_Assignment_. What is needed is a faithful copy of all the entries, with no pictures in it.

Photo-based referring expression data
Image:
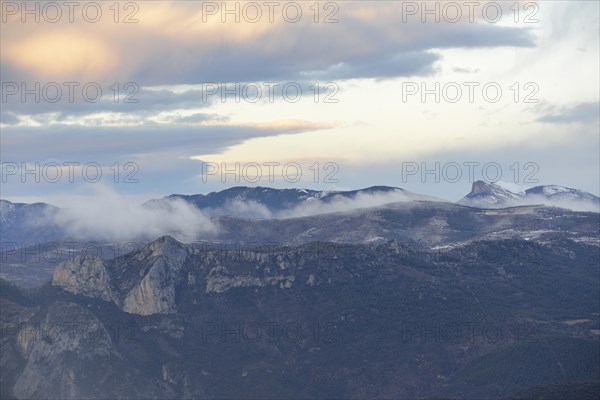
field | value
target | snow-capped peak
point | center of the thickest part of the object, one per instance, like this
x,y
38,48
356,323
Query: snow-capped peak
x,y
511,187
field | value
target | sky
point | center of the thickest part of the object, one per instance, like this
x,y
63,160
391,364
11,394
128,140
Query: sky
x,y
149,98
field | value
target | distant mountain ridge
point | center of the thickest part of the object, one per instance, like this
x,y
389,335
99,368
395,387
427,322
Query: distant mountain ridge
x,y
501,195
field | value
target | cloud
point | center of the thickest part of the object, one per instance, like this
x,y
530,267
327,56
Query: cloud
x,y
107,215
584,113
366,41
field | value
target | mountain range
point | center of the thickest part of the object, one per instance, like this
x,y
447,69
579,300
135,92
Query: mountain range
x,y
377,293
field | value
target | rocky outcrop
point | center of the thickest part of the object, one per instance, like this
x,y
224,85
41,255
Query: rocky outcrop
x,y
152,293
68,331
85,275
155,293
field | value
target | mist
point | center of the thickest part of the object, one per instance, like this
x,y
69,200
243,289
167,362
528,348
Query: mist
x,y
108,215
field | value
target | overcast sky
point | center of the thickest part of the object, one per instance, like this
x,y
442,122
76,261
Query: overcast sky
x,y
484,90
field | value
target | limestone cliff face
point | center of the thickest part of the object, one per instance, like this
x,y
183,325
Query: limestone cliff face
x,y
152,293
68,330
155,293
85,275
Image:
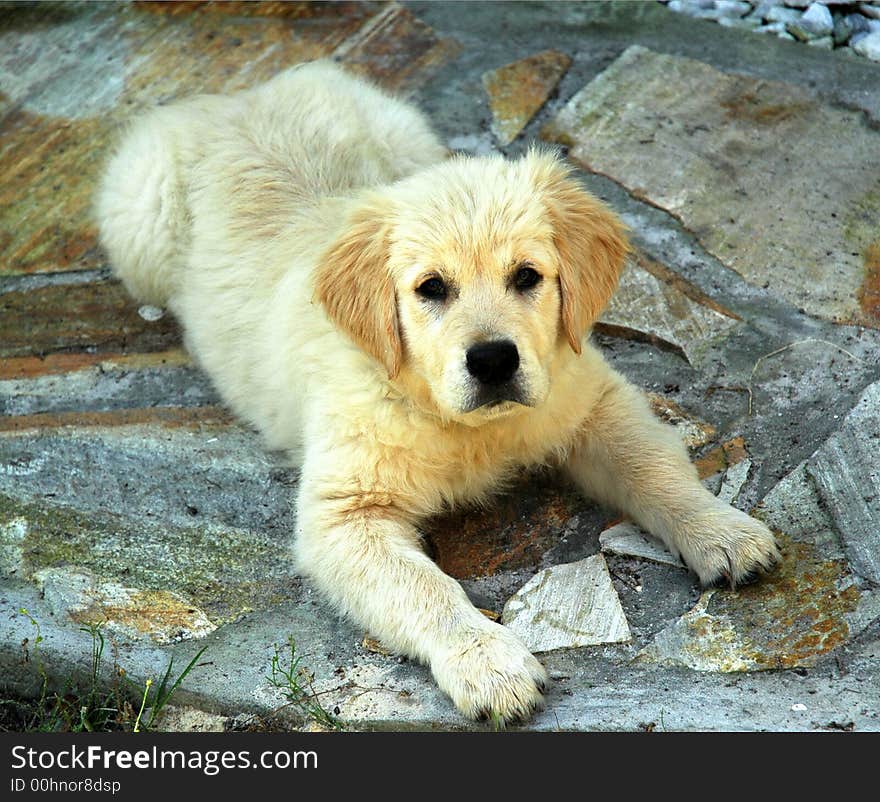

_Answer to this task_.
Image:
field | value
target | snow-capped peak
point | center of the thickest part of the object, one per instance, like this
x,y
38,48
356,323
Query: snow-capped peak
x,y
511,187
field | value
target | sky
point | center of the thickest part of the object, one per instance, like this
x,y
63,160
391,364
11,394
128,140
Query: sky
x,y
149,98
field | value
target | distant mountain ridge
point | center of the thickest part of the object, one per instance, like this
x,y
389,335
99,368
395,387
427,322
Query: distant mountain ridge
x,y
501,195
field | value
target | cloud
point | center of the thickest part of the object, one per instance, like this
x,y
530,267
327,56
Query: cloud
x,y
107,215
584,113
366,41
field | value
target | mountain range
point | center of the thickest part of the object, one per instance, like this
x,y
447,69
579,300
135,92
Query: mountain range
x,y
377,293
field | value
target | rocky outcrop
point | center of the thickest part of the object, one per instance, like this
x,y
224,85
41,255
Query: rocky outcrop
x,y
152,293
68,331
85,275
155,293
field | value
target | mist
point | center of the thickest part of the object, one per instance, like this
x,y
69,200
243,289
167,362
528,348
Query: mist
x,y
108,215
field | value
target | overcast sky
point | center of the thickest part of the object, one per instance, like this
x,y
442,122
76,261
Query: overcast sky
x,y
484,90
field | value
target | limestone cliff face
point | center of the thickest part of the object, one per instance, like this
x,y
183,325
Query: limestone cliff face
x,y
152,293
68,330
155,293
85,275
Image:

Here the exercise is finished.